◆ Written request 1 ◆
Reproduce the stored listing in full, request lines included, and shift every x and y coordinate in its answers up by 41.
** START OF Page text **
Life is much more creative if you have made friends with your sewing machine!

sewing-machine

Every so often we receive a call for help from a quilter who is struggling with her project because the thread is breaking as she is stitching, so I thought that this was a topic worth talking about here.

Even good quality thread will break if it subjected to too much friction as a quilt is being stitched.

Quilting involves “pushing & pulling” a quilt sandwich around under the presser foot, forcing the sewing machine to do more than simply stitch two layers of fabric together, so the sewing machine set up can contribute to the friction on the thread.

The friction caused by the sewing machine can be from:

  • A needle that is too small for the thickness of the thread
  • A needle that is too big for the thickness of the thread
  • Machine tension out of balance
    • Top tension too tight
    • Top tension too loose
    • Bobbin tension too tight
    • Bobbin tension too loose
  • A burr on the needle
  • Dust in the bobbin race causing the bobbin to rotate at the wrong speed
  • Machine needs to be oiled
  • The machine timing not in balance

This list looks frustrating but, apart from the last point, where you might want to take the machine to a technician, you can teach yourself to recognise, and solve, all these issue by getting out your sewing machine manual.

You’ve already learnt how to make a quilt, so add to your skill set by learning how to “drive” your sewing machine.

Needles:

Choose a needle that is appropriate for the thread, a finer needle for thin threads and a heavier, bigger needle as the threads get thicker.

schmetz-needles

  • You need to be able to thread the eye of the needle
  • The needle must make a hole big enough for the thread to travel through the quilt sandwich.
  • Get into the habit of changing the needle regularly so that it always has a good point free of burrs
  • Choose a needle dedicated to a particular task. eg: Quilting needles are designed to stitch through the three layers of a quilt with ease.

schmetz_quilting_needle

Machine Tension:

Machine_tension_disc-2

Be brave, read the machine manual & learn how to adjust the tension.

  • Before you start, record the pre-set tensions with a photograph and now play.
  • Start with one adjustment at a time, and stitch a sample.
  • Change to another setting, stitch another sample & record the setting for future reference
  • Build up a stitched record of what happens as the tension is changed.
** END OF Page text **
** START OF Stored data **
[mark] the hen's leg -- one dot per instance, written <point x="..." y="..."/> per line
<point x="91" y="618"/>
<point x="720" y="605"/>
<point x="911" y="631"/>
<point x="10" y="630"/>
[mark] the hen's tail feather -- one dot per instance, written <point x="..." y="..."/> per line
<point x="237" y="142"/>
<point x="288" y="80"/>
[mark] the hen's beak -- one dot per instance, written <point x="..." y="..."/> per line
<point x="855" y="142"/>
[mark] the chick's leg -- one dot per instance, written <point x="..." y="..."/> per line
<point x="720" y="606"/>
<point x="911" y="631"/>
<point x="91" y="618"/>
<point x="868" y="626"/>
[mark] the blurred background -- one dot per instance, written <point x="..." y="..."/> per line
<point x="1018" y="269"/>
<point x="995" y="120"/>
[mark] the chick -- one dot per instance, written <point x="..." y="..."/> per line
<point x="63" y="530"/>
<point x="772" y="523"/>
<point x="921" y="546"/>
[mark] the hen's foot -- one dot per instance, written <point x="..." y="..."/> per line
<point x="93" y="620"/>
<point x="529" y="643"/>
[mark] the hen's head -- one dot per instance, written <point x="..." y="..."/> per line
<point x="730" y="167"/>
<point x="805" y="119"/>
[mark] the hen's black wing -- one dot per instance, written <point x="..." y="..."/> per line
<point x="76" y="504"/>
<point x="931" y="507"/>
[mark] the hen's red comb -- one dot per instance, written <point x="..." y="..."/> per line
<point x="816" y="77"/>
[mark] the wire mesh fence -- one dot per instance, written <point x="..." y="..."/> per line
** END OF Stored data **
◆ Written request 2 ◆
From the sewing machine text, write out the part that opens with the words containing "You’ve already learnt" and closes with "threads get thicker.".

◆ Written solution 1 ◆
[mark] the hen's leg -- one dot per instance, written <point x="..." y="..."/> per line
<point x="132" y="659"/>
<point x="761" y="646"/>
<point x="952" y="672"/>
<point x="51" y="671"/>
[mark] the hen's tail feather -- one dot per instance, written <point x="..." y="..."/> per line
<point x="278" y="183"/>
<point x="329" y="121"/>
[mark] the hen's beak -- one dot per instance, written <point x="..." y="..."/> per line
<point x="896" y="183"/>
[mark] the chick's leg -- one dot per instance, written <point x="..." y="..."/> per line
<point x="761" y="647"/>
<point x="952" y="672"/>
<point x="132" y="659"/>
<point x="909" y="667"/>
[mark] the blurred background -- one dot per instance, written <point x="..." y="..."/> per line
<point x="1059" y="310"/>
<point x="1036" y="161"/>
[mark] the chick -- one dot per instance, written <point x="..." y="..."/> per line
<point x="104" y="571"/>
<point x="813" y="564"/>
<point x="962" y="587"/>
[mark] the hen's foot -- one dot per instance, written <point x="..." y="..."/> per line
<point x="134" y="661"/>
<point x="570" y="684"/>
[mark] the hen's head -- one dot per instance, written <point x="..." y="..."/> per line
<point x="771" y="208"/>
<point x="846" y="160"/>
[mark] the hen's black wing -- one dot per instance, written <point x="..." y="..."/> per line
<point x="117" y="545"/>
<point x="972" y="548"/>
[mark] the hen's red comb -- one dot per instance, written <point x="..." y="..."/> per line
<point x="857" y="118"/>
[mark] the wire mesh fence -- one dot per instance, written <point x="..." y="..."/> per line

◆ Written solution 2 ◆
You’ve already learnt how to make a quilt, so add to your skill set by learning how to “drive” your sewing machine.

Needles:

Choose a needle that is appropriate for the thread, a finer needle for thin threads and a heavier, bigger needle as the threads get thicker.